Find the line that contains "of the dark". Restate it and each following line exactly, through the end of the records.

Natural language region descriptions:
=== Begin Enclosure ===

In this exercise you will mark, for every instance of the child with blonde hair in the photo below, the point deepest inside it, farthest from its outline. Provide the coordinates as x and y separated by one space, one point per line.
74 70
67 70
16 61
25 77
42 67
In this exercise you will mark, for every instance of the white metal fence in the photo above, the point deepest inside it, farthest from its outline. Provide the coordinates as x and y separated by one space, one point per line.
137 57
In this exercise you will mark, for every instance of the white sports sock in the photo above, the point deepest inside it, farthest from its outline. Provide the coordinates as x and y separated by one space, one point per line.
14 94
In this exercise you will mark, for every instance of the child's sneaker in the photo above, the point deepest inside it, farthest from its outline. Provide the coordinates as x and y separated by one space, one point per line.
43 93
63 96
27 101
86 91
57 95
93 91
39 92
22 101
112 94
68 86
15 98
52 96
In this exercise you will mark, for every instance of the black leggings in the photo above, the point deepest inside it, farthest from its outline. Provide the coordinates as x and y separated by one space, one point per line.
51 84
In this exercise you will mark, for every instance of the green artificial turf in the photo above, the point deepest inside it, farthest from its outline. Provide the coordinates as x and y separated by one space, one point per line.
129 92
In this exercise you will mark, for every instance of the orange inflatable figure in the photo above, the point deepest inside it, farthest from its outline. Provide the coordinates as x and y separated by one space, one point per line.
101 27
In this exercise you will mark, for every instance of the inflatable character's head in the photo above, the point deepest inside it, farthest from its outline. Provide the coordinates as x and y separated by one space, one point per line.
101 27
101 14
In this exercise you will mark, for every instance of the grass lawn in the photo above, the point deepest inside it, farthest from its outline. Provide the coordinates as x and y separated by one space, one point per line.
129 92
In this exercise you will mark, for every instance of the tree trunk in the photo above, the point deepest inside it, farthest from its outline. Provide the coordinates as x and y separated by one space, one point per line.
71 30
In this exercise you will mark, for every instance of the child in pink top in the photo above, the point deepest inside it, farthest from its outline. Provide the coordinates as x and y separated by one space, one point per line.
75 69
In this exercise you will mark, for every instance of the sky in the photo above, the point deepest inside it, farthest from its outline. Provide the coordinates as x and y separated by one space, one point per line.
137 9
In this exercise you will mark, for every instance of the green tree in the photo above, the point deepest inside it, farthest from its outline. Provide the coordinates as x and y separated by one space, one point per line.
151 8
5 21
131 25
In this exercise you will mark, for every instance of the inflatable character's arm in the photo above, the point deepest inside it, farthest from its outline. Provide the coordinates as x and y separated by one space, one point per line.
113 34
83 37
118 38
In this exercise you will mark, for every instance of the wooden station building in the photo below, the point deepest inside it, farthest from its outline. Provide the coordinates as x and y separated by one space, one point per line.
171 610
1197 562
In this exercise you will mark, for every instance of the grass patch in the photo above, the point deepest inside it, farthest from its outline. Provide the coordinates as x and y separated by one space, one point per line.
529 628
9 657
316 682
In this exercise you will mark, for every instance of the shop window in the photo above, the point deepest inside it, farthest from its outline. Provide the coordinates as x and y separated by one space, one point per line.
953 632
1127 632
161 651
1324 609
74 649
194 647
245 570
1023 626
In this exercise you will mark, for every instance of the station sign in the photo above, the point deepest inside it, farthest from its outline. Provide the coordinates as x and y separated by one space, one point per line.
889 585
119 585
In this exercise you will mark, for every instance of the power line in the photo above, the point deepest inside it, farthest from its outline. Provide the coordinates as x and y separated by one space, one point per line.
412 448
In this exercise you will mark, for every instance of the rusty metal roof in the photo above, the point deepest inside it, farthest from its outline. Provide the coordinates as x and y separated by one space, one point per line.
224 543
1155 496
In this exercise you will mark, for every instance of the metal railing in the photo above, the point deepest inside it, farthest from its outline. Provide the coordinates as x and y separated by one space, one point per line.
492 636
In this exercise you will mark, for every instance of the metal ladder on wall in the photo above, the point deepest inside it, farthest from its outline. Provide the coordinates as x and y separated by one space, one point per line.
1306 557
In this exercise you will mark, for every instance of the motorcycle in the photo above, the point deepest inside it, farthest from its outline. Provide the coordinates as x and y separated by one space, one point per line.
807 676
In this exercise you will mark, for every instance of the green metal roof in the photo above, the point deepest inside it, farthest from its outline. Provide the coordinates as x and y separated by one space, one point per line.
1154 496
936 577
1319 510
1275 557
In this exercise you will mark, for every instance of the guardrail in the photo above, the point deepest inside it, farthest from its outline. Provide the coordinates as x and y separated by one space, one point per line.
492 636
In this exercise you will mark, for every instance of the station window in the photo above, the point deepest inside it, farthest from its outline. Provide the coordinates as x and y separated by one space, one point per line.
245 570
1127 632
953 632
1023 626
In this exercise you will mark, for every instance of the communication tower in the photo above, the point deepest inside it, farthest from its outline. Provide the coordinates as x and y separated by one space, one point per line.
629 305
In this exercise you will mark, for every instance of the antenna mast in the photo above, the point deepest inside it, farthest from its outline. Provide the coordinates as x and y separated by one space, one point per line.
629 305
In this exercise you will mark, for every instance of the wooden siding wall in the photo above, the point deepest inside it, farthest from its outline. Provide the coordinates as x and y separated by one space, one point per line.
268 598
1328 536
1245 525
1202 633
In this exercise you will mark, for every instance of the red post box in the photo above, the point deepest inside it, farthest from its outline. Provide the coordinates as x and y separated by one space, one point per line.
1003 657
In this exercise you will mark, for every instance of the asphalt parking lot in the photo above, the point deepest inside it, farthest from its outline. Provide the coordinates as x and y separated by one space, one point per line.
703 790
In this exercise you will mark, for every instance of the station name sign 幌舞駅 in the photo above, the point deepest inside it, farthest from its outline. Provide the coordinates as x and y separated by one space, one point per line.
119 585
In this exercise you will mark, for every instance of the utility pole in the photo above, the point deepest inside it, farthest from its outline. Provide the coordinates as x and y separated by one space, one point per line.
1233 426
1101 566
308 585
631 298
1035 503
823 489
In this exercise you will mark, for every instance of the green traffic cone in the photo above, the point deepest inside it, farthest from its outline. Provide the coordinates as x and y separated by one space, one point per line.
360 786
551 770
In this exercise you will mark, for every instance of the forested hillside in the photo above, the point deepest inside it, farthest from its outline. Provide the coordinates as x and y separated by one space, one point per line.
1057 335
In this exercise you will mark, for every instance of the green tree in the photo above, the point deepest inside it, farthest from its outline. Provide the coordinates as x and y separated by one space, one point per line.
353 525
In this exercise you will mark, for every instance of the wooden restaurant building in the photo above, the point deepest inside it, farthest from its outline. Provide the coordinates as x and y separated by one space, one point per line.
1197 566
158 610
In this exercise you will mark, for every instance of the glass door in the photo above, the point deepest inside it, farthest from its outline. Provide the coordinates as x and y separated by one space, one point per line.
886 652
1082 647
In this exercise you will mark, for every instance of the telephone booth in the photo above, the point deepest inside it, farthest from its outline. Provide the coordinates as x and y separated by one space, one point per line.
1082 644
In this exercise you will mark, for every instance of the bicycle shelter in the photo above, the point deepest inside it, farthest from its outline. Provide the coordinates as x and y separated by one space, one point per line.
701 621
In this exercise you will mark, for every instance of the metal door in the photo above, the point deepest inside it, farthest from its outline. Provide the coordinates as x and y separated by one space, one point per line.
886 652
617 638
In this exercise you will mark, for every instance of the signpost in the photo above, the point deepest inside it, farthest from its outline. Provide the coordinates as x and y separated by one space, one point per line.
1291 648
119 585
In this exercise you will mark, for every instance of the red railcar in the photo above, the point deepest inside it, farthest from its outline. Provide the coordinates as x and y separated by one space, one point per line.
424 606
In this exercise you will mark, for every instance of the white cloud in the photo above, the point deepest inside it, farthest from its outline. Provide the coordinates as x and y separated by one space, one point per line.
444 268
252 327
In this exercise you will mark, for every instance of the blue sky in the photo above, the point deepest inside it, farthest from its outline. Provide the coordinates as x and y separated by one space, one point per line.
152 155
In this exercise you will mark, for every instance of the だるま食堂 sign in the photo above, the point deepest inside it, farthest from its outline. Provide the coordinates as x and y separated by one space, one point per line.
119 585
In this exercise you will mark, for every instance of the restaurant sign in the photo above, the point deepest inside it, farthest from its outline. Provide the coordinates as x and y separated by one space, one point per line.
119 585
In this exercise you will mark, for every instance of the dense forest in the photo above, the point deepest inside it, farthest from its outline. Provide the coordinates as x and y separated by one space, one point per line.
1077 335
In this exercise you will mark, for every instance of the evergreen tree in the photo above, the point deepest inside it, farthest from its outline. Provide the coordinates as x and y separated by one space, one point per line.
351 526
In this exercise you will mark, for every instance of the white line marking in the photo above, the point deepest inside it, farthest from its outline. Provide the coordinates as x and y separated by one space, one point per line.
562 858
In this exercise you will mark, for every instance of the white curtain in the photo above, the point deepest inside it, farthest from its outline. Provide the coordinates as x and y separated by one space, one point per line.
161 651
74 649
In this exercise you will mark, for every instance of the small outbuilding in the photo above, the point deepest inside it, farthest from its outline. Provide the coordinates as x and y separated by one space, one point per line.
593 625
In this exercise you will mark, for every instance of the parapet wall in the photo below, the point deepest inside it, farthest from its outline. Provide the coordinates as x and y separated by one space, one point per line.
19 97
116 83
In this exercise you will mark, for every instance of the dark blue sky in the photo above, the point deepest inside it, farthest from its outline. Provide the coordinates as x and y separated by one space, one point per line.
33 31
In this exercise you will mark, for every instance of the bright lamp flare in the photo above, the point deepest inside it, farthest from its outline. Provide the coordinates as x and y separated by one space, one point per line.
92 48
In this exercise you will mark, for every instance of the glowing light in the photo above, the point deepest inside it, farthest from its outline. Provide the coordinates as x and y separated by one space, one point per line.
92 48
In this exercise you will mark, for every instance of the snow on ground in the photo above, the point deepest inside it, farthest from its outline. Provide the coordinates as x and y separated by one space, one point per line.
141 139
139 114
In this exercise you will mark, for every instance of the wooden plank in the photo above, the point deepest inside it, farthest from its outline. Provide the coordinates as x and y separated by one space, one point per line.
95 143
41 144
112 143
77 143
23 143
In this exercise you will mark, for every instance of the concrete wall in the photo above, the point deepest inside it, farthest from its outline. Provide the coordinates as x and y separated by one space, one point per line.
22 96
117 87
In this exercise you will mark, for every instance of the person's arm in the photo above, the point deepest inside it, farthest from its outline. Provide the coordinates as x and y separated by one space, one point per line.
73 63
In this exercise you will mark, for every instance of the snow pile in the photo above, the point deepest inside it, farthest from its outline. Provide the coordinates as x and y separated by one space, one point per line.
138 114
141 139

=== End Enclosure ===

* _Written response_
In this exercise you will mark, for every instance of the dark blue sky in the photo above, the point deepest inside it, farthest from its outline. Provide the coordinates as x and y separated by one space, one point per line.
33 31
In this exercise you will mark, for every instance of the bright lamp flare in the photo above, the point deepest inside it, farthest from its outline. Provide the coordinates as x and y separated by one space, one point per line.
92 48
In this exercise you will mark, for every instance of the glowing light in the photo above, the point deepest inside it, farthest from its outline. Provide the coordinates as x and y separated by one space, one point per line.
92 48
In this exercise you will mark, for every instance of the snow on ground in the photo above, the point deepest inside it, farthest from its outline. Provide the coordinates as x and y separated by one space, one point per line.
141 139
139 114
In this exercise you will mark, for every instance of the wooden plank in the photo above, the point deepest inside it, farthest from its outline. Provide the coordinates as x and y separated by one space, one point per line.
95 143
41 144
112 143
77 143
23 143
In this exercise you will mark, for every instance of the concrete wall in the photo above, the point deepest inside it, farthest from its outline. Provide the coordinates as x and y separated by one space, one point per line.
22 96
117 87
In this exercise you will mark, for every instance of the person's arm in the photo above, the point deepest inside it, farthest from its outline. Provide the coordinates as x and y separated by one space, one point per line.
73 63
In this exercise you will mark, for every instance of the snow pile in the photo above, the point deepest inside it, farthest from its outline. Provide the coordinates as x and y separated by one space, one point per line.
138 114
141 139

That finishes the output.